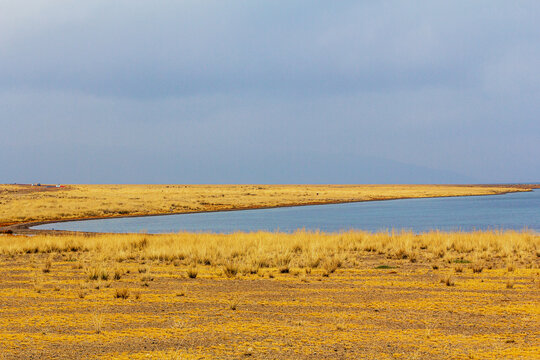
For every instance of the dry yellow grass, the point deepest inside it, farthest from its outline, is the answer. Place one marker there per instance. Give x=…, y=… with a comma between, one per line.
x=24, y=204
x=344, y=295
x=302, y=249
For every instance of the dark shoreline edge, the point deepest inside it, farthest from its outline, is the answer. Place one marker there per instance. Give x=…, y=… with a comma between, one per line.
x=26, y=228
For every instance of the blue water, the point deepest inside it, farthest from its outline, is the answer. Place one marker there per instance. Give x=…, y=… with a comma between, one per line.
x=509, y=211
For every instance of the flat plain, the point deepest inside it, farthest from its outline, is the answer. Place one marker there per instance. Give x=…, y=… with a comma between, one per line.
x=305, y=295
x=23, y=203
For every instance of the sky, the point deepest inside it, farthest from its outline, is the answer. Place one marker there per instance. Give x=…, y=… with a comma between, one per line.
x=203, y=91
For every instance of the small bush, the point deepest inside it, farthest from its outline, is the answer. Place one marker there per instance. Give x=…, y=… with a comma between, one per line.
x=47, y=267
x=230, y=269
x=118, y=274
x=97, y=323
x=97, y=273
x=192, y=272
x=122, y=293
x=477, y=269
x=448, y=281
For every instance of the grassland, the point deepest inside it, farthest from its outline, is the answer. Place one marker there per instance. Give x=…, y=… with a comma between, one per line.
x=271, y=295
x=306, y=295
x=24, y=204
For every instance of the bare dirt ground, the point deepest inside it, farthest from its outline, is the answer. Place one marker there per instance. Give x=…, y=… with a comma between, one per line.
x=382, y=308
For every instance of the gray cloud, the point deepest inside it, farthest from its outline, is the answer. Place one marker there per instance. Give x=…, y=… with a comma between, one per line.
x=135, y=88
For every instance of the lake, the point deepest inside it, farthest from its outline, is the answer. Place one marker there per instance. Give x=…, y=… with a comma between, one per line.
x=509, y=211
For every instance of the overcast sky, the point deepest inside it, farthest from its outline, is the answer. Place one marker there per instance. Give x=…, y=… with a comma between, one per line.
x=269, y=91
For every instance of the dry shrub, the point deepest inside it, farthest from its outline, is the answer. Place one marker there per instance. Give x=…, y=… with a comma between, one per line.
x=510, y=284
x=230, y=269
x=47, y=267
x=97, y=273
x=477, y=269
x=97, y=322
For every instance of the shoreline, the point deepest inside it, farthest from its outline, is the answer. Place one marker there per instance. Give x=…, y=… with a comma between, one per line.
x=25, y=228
=-=-=
● Problem requirements
Write the listing out exactly, apart from its pictures.

● Completed exercise
For every instance of the dry yellow grass, the point deepest inside it, farthest from its outline, is the answer. Place one marker there per instance. Give x=…, y=… with a comma between, one per line.
x=24, y=204
x=344, y=295
x=302, y=249
For every instance of the dark shoreline edge, the point deepest inside it, farthest from its outline, is the answer. Place one marker there per instance. Give x=…, y=… with a comma between, one per line.
x=26, y=228
For every instance of the blue water, the point deepest inside it, farthest from its outline, is the answer. Place one marker there per instance. Give x=…, y=… with a comma between, one per line.
x=509, y=211
For every instance of the flat plain, the point deepest inside it, farthest from its outline, is the answer. Place one marker there per instance. Give x=…, y=… with a comma between, one per line.
x=305, y=295
x=23, y=203
For every instance of the sky, the point deepest inside it, farthest from its outline, is the answer. Place one marker there per instance. Give x=…, y=… with a comma between, one per line.
x=203, y=91
For every instance of the small bush, the point deepest inside it, farthest from its outline, is the answer. Place one marker there per instance. Give x=…, y=… with a comma between, one per line.
x=47, y=267
x=230, y=269
x=118, y=274
x=97, y=323
x=97, y=273
x=192, y=272
x=122, y=293
x=477, y=269
x=448, y=281
For every instance of the grassland, the point deepest inside it, farthest from its outline, is the answer. Place one marker there per instance. Give x=…, y=… with a comma between, one per line.
x=271, y=295
x=306, y=295
x=24, y=204
For every instance of the bare dirt ground, the point deepest inside it, farthest from its outline, is the answer. Place one marker there per instance. Give x=…, y=… with a comma between, one per line.
x=382, y=308
For every instance of the gray cloud, the point deepest inside it, farthest from its outline, is the answer. Place one marker there per instance. Give x=…, y=… with a comma between, one per line.
x=135, y=88
For every instance of the lake, the point deepest inside it, farthest from its outline, is the answer. Place one marker there per instance. Give x=…, y=… with a comma between, one per line.
x=509, y=211
For every instance of the overcast sky, the point deepest inside it, farthest from its outline, is the answer. Place one marker there per instance. Give x=…, y=… with a comma between, one per line.
x=269, y=91
For every instance of the dry shrub, the point deepest inside it, farthest from its outline, is the answer. Place one marker there per instance. Give x=…, y=… with a comma between, one per line.
x=510, y=284
x=230, y=269
x=47, y=267
x=97, y=273
x=477, y=269
x=97, y=322
For every instance of the shoreline, the point deepest inside it, farthest from its outline, is the answer. Place one marker there per instance. Give x=…, y=… with a comma between, one per line.
x=25, y=228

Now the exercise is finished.